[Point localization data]

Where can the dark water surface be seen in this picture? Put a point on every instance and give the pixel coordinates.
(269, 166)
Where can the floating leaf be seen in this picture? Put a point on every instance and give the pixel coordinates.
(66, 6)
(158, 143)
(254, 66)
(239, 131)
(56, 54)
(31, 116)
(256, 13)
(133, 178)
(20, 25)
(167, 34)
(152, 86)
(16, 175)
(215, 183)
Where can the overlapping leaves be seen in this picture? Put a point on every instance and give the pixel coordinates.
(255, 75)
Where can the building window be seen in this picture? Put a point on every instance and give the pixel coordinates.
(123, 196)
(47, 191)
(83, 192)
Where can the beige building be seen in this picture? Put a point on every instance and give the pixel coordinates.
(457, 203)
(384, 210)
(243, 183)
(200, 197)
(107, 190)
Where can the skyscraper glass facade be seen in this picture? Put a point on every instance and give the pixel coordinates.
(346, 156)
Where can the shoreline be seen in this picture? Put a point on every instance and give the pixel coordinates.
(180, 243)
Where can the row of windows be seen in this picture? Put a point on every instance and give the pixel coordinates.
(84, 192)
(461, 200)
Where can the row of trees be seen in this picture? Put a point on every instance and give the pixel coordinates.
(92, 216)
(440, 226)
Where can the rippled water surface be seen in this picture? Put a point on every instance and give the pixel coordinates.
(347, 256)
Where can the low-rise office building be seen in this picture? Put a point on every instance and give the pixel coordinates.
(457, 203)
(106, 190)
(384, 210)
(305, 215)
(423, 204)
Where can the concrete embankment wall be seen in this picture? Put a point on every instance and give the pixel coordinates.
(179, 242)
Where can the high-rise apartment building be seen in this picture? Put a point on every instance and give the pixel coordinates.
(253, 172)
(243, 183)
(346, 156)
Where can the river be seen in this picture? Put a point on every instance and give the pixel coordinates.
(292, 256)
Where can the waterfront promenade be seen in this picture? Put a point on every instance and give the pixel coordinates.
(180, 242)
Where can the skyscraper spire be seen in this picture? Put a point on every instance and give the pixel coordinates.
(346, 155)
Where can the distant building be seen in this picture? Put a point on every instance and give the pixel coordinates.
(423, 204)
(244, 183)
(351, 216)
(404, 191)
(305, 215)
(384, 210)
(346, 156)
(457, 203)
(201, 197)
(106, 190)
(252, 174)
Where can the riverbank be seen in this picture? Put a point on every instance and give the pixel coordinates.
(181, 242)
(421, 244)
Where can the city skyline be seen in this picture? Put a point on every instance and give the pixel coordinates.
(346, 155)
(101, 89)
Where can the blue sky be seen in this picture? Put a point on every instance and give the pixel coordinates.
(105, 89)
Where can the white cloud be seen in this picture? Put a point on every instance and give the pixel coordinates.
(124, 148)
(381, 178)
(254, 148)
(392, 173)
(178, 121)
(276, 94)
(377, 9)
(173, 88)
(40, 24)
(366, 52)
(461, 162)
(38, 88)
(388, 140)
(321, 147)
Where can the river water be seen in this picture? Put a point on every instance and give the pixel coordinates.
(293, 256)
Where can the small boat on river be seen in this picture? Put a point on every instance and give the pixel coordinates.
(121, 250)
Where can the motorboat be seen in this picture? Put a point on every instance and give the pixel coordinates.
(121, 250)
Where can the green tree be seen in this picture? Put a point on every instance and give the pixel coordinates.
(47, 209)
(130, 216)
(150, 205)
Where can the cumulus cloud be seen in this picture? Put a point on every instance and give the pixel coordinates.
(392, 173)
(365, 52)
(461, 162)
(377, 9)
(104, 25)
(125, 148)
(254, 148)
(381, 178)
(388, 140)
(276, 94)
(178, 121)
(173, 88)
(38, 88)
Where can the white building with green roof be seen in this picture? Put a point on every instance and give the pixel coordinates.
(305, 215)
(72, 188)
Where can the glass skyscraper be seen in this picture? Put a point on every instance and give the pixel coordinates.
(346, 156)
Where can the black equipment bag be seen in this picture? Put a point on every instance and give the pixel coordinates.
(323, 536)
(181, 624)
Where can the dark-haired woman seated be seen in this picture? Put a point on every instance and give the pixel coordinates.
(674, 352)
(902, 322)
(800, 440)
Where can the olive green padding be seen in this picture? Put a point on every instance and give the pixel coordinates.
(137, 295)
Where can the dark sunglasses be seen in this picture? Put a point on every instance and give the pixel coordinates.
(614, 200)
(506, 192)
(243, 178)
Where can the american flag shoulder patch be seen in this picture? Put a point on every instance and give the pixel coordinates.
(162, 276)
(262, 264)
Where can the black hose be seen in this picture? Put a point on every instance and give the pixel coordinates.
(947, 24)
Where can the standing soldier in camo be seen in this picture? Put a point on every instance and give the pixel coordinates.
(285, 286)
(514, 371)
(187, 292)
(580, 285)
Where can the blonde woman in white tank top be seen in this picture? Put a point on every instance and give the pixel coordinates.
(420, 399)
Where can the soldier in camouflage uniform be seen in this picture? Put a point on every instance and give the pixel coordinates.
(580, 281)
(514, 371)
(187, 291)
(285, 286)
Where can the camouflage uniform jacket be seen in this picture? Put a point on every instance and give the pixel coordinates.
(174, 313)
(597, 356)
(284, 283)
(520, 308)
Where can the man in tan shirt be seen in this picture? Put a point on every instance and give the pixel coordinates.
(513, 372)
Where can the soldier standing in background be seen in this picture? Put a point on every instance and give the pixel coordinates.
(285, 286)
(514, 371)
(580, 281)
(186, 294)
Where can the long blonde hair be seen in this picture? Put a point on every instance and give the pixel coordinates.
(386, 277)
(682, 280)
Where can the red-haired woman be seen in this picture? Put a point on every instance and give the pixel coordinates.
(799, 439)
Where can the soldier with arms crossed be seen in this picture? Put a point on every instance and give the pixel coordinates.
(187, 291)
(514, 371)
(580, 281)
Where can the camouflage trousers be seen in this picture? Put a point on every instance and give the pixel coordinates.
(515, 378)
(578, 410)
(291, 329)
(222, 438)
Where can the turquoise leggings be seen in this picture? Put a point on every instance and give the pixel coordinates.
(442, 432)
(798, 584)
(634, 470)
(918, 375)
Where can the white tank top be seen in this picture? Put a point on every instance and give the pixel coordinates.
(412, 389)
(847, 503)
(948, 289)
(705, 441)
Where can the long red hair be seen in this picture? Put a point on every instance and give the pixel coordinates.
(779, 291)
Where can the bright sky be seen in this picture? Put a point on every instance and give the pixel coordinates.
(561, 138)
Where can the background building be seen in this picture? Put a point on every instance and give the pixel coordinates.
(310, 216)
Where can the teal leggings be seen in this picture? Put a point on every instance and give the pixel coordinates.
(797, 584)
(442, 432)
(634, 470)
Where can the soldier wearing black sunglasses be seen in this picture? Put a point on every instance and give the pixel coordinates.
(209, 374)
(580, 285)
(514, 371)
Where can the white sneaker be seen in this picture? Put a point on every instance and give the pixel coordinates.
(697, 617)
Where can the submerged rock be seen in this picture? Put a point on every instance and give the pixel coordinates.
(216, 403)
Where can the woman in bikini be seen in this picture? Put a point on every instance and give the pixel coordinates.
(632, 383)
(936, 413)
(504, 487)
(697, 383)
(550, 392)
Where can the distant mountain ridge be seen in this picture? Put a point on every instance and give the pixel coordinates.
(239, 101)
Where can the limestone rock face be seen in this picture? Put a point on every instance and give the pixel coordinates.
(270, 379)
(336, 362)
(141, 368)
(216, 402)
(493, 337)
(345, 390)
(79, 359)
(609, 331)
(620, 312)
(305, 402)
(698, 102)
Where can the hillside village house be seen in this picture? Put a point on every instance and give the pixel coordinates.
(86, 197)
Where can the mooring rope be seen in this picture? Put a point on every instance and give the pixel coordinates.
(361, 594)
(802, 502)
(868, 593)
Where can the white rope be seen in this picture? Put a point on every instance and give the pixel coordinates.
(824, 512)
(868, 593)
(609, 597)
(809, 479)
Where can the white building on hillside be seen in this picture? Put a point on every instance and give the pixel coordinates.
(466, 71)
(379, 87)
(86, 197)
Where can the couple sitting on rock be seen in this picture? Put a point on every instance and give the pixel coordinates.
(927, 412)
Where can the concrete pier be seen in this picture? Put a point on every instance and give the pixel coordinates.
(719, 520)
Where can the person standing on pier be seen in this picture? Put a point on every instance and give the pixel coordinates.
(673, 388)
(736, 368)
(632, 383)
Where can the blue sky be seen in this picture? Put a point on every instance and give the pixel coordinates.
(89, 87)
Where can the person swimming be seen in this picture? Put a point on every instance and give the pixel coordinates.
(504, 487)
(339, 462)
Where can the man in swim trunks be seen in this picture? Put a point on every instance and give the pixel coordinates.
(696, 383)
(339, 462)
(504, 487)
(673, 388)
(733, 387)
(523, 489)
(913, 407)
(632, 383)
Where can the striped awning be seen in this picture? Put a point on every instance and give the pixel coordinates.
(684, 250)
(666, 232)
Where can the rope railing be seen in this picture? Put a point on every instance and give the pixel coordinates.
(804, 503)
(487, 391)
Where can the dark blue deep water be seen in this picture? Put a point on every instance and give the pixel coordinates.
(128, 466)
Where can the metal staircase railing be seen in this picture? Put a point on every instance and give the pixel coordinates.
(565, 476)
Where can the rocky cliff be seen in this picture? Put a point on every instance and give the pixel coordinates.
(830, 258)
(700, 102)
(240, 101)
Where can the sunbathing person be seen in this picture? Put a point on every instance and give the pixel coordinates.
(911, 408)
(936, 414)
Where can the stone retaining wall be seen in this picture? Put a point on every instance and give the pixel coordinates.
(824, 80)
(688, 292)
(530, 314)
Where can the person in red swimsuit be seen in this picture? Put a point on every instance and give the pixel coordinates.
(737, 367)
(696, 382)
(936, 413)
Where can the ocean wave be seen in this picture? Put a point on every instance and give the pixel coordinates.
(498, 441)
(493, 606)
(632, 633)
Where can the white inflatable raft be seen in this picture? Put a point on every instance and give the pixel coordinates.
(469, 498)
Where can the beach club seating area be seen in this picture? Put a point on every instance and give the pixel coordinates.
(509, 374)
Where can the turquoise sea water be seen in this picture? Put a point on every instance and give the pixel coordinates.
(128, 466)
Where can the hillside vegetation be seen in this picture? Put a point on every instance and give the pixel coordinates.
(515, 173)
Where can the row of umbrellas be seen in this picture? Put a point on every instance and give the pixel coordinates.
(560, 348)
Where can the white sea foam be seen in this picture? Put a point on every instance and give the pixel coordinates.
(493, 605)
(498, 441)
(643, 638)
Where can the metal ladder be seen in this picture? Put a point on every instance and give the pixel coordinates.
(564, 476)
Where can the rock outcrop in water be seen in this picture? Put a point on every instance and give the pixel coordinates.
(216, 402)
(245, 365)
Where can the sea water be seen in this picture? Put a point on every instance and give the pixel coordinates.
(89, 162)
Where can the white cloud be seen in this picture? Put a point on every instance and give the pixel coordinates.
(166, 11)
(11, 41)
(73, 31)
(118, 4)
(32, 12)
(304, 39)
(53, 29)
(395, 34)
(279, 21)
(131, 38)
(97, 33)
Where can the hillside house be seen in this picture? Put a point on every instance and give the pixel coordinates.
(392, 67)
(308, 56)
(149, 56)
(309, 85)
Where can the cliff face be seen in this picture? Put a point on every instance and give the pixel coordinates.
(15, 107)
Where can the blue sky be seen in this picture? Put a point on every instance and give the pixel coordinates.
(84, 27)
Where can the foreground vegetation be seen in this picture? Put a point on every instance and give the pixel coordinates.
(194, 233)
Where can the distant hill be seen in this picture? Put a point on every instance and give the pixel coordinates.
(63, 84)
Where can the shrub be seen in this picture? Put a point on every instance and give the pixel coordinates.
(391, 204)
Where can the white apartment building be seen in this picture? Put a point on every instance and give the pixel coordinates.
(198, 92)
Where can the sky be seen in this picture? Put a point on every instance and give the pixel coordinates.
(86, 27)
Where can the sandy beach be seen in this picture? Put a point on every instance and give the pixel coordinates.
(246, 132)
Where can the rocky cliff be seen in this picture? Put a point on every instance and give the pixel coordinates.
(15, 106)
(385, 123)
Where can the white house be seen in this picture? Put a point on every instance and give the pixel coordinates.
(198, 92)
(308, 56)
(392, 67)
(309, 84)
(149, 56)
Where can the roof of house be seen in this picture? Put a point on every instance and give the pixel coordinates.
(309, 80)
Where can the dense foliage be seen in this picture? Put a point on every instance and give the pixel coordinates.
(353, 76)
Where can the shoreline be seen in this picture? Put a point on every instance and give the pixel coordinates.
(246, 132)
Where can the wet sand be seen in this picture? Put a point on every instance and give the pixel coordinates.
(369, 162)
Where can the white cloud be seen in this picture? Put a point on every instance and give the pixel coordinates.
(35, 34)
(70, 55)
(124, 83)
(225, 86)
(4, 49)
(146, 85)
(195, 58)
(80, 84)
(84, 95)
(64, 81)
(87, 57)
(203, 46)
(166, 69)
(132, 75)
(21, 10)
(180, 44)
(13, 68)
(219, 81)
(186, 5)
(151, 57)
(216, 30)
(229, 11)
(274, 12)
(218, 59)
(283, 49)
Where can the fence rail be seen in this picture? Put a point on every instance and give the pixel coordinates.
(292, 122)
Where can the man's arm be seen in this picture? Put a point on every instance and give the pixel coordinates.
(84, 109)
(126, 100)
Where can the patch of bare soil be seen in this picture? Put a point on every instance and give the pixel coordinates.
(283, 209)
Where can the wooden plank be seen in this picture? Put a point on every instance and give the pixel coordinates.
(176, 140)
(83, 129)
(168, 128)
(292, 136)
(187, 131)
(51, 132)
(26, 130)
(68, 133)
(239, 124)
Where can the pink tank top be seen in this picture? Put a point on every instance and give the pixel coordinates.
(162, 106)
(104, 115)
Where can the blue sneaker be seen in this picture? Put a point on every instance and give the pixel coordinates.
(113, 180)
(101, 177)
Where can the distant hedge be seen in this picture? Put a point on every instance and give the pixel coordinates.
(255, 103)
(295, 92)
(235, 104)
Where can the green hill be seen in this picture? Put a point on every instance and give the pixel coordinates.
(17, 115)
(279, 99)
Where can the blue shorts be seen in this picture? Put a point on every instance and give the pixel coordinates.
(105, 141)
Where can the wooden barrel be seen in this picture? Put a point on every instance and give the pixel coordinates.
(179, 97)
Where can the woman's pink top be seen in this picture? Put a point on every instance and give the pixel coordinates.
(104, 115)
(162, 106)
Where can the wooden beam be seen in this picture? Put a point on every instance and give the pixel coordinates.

WHAT IS EXPECTED:
From the line containing "Where can the distant hedge" down to the last line of the data above, copy every line exactly; leave out all other lines.

RESULT OF THE EXERCISE:
Where can the distant hedge be seen in this picture? Put a point on every instance and give the pixel coordinates.
(255, 103)
(295, 92)
(235, 104)
Where can the green hill be seen in this picture? Put a point on every instance and give the pixel coordinates.
(17, 115)
(279, 99)
Where can the blue shorts be seen in this picture? Put a point on every instance and give the pixel coordinates.
(105, 141)
Where can the wooden barrel be seen in this picture? Put a point on every instance and give the pixel coordinates.
(179, 97)
Where can the woman's pink top be seen in this picture? Put a point on every instance and give the pixel coordinates.
(104, 115)
(162, 106)
Where can the wooden beam be seen in this picture? Put a point on every instance and give the pixel coordinates.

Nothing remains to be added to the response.